◆ **TAREA A REALIZAR**:
Por favor, reproduce textualmente las líneas del material que sigue: empieza en la línea que contiene "of the <item>blurred" y detente después de la que contiene "Query: <item>blurred background</item>", ambas incluidas.

◆ **DATOS PROPORCIONADOS**:
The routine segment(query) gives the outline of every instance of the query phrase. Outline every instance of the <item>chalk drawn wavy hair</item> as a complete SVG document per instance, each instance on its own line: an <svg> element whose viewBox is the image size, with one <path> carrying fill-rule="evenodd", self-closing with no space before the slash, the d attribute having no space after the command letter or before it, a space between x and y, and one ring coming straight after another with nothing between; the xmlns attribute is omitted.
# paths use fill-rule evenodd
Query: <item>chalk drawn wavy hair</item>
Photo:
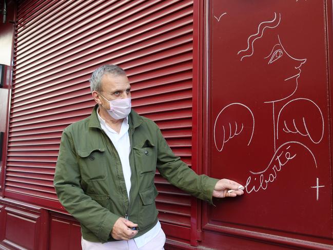
<svg viewBox="0 0 333 250"><path fill-rule="evenodd" d="M246 48L246 49L243 49L238 51L238 53L237 53L238 55L240 54L245 54L245 55L242 56L241 61L242 61L244 57L251 56L253 54L253 43L257 39L261 38L264 34L264 31L265 30L265 29L266 29L266 28L268 29L273 29L274 28L278 27L279 24L280 24L280 21L281 21L281 14L279 13L279 16L278 16L276 12L274 12L274 18L272 20L260 23L259 26L258 26L257 32L256 34L251 35L247 39L247 48ZM251 48L250 48L250 44L251 44ZM250 52L251 53L249 54L249 53Z"/></svg>

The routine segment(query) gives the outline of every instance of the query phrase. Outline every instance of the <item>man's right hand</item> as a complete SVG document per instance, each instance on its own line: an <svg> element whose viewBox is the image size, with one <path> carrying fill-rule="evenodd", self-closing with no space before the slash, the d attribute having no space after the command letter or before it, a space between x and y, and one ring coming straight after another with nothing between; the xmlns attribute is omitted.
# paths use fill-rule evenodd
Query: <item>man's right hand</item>
<svg viewBox="0 0 333 250"><path fill-rule="evenodd" d="M113 225L113 227L111 231L111 236L115 240L128 240L138 234L137 230L131 229L136 226L138 226L137 224L121 217Z"/></svg>

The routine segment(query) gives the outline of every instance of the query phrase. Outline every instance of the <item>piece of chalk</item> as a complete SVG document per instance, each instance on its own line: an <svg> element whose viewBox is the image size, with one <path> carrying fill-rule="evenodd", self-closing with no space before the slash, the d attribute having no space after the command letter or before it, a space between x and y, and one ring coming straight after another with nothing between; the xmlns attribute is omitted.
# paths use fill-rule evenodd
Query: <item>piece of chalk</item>
<svg viewBox="0 0 333 250"><path fill-rule="evenodd" d="M244 190L244 188L245 188L244 187L243 187L243 186L242 186L241 185L238 187L238 189ZM228 191L228 193L230 194L230 193L232 193L234 191L236 191L236 190L238 190L238 189L230 189Z"/></svg>

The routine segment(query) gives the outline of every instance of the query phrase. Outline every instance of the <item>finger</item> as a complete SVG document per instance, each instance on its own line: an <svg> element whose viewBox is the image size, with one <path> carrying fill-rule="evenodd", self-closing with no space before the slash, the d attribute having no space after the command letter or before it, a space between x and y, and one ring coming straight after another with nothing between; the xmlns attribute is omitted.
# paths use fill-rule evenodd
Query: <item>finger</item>
<svg viewBox="0 0 333 250"><path fill-rule="evenodd" d="M224 184L224 187L228 189L239 189L244 187L240 184L230 181L230 182L226 182Z"/></svg>
<svg viewBox="0 0 333 250"><path fill-rule="evenodd" d="M124 236L128 240L134 237L138 231L137 230L132 230L131 228L127 227L127 229L123 232Z"/></svg>
<svg viewBox="0 0 333 250"><path fill-rule="evenodd" d="M138 224L135 224L133 222L132 222L131 221L126 220L124 221L125 224L128 227L135 227L138 226Z"/></svg>

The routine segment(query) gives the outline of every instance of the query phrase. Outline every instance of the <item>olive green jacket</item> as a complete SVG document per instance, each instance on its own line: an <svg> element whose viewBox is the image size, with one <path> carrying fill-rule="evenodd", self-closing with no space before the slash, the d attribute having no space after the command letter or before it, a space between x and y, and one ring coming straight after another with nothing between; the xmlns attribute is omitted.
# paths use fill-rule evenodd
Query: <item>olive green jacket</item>
<svg viewBox="0 0 333 250"><path fill-rule="evenodd" d="M176 157L157 125L132 110L128 116L132 183L128 200L119 156L101 128L95 106L91 115L63 133L54 184L60 202L81 224L88 241L114 240L110 235L119 217L139 225L136 237L157 222L154 184L157 167L172 184L212 202L218 180L198 176Z"/></svg>

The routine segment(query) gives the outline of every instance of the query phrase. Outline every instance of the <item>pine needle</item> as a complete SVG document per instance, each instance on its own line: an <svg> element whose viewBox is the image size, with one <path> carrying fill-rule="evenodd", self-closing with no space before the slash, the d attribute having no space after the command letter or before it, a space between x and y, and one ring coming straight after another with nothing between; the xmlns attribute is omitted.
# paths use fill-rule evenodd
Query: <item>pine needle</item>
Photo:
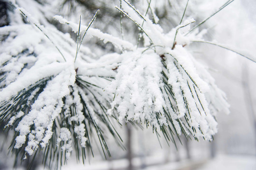
<svg viewBox="0 0 256 170"><path fill-rule="evenodd" d="M205 19L203 21L201 22L200 23L199 23L197 26L195 26L194 27L193 27L192 29L191 29L188 33L187 33L185 35L187 35L189 33L191 33L193 31L195 30L196 28L201 26L202 24L204 24L206 21L207 21L208 19L210 18L211 17L212 17L213 16L214 16L215 14L220 11L221 10L222 10L224 8L227 7L228 5L230 3L232 2L235 0L232 0L231 1L228 0L227 2L226 2L223 5L222 5L218 10L217 10L216 12L214 13L213 14L212 14L210 17L208 17L207 18Z"/></svg>
<svg viewBox="0 0 256 170"><path fill-rule="evenodd" d="M218 47L221 47L221 48L224 48L224 49L226 49L226 50L229 50L230 51L231 51L232 52L234 52L238 55L240 55L240 56L241 56L242 57L245 57L246 58L247 58L247 59L252 61L252 62L255 62L256 63L256 60L254 60L253 59L251 59L250 58L248 57L247 57L247 56L246 56L245 55L239 53L239 52L238 52L232 49L231 49L229 48L228 48L227 47L225 47L222 45L220 45L220 44L217 44L216 43L214 43L214 42L208 42L208 41L201 41L201 40L197 40L197 41L191 41L191 42L202 42L202 43L208 43L208 44L211 44L211 45L215 45L215 46L218 46Z"/></svg>

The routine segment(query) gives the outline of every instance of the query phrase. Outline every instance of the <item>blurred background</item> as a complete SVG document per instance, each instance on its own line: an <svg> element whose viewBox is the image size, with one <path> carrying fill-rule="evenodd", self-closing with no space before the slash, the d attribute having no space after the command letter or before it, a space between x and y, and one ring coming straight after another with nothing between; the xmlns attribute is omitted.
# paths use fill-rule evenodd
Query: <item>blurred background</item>
<svg viewBox="0 0 256 170"><path fill-rule="evenodd" d="M147 0L130 1L142 13L147 8L145 5ZM192 17L199 23L226 1L190 0L184 17ZM187 2L186 0L152 0L151 7L165 32L179 25ZM59 8L58 10L47 13L46 15L49 17L47 17L52 18L58 14L78 23L79 15L82 14L83 24L88 23L95 10L99 8L100 13L93 27L121 36L120 14L114 7L115 5L119 5L119 0L58 0L51 3L53 7ZM29 5L22 7L33 12ZM150 14L149 17L153 19ZM124 39L136 43L138 31L135 26L125 18L123 18L123 23ZM62 31L71 31L66 27L55 24ZM256 58L256 1L235 0L200 29L207 30L204 37L205 40L216 40ZM73 36L76 38L76 35ZM95 38L86 37L85 41L84 44L88 46L96 46L101 49L95 51L99 56L105 53L118 52L111 44L104 44ZM197 60L208 66L216 84L226 94L230 105L229 114L220 112L217 116L218 131L214 141L209 142L201 139L198 142L181 137L182 144L178 138L176 140L176 149L175 144L168 144L161 136L161 133L158 137L150 127L146 129L143 126L128 124L118 129L126 150L123 150L113 139L109 138L107 144L112 154L111 158L106 160L95 144L94 157L88 155L85 165L77 162L74 156L62 169L256 170L256 64L234 52L210 44L195 42L187 48ZM0 144L2 144L3 134L0 136ZM0 153L0 170L11 170L14 158L5 148L1 148ZM36 161L32 168L44 169L40 161ZM26 166L25 162L19 168L25 169Z"/></svg>

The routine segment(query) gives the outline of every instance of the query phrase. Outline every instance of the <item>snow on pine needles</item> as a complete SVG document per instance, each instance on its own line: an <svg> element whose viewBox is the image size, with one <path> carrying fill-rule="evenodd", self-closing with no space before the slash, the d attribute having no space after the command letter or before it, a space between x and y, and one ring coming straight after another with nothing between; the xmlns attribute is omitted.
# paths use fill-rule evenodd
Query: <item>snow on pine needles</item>
<svg viewBox="0 0 256 170"><path fill-rule="evenodd" d="M22 8L12 14L18 19L0 28L0 120L6 130L15 129L13 152L26 157L40 148L45 163L53 156L61 163L60 155L67 158L73 145L84 160L85 148L92 151L94 132L104 154L110 154L103 129L121 140L111 117L120 122L145 123L169 140L174 140L174 132L212 139L217 131L214 116L222 110L228 112L228 104L206 68L186 48L197 38L185 35L194 19L164 34L161 26L122 2L122 8L116 8L138 26L144 45L136 48L90 27L85 36L122 50L97 60L88 48L76 50L79 42L49 23L40 25ZM80 34L78 37L88 28L54 17Z"/></svg>

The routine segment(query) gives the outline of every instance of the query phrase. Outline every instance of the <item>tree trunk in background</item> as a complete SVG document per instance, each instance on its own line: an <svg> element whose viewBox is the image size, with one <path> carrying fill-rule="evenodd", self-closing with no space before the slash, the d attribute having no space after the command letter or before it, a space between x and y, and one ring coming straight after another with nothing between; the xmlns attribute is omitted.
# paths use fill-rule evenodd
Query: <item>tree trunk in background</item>
<svg viewBox="0 0 256 170"><path fill-rule="evenodd" d="M252 96L249 85L249 72L248 72L248 66L246 64L243 65L242 70L242 85L244 90L245 103L249 114L249 118L251 119L253 123L253 129L254 131L254 138L256 139L256 118L255 117L253 103L252 101ZM256 154L256 142L255 145L255 154Z"/></svg>
<svg viewBox="0 0 256 170"><path fill-rule="evenodd" d="M130 124L127 124L126 126L127 141L126 146L126 148L127 149L127 159L129 162L127 170L133 170L133 163L132 162L133 159L133 152L132 148L132 128L130 125Z"/></svg>
<svg viewBox="0 0 256 170"><path fill-rule="evenodd" d="M189 141L185 138L184 141L184 144L185 144L185 148L186 149L186 158L188 159L190 159L191 158L190 156L190 146L189 144Z"/></svg>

◆ **RESPUESTA DESARROLLADA**:
The routine segment(query) gives the outline of every instance of the query phrase. Outline every instance of the <item>blurred background</item> as a complete SVG document per instance, each instance on its own line: an <svg> element whose viewBox is the image size, with one <path> carrying fill-rule="evenodd", self-closing with no space before the slash, the d attribute having no space after the command letter or before it, a space between x and y, and one ring coming straight after another with nothing between; the xmlns attribute is omitted.
# paths use fill-rule evenodd
Query: <item>blurred background</item>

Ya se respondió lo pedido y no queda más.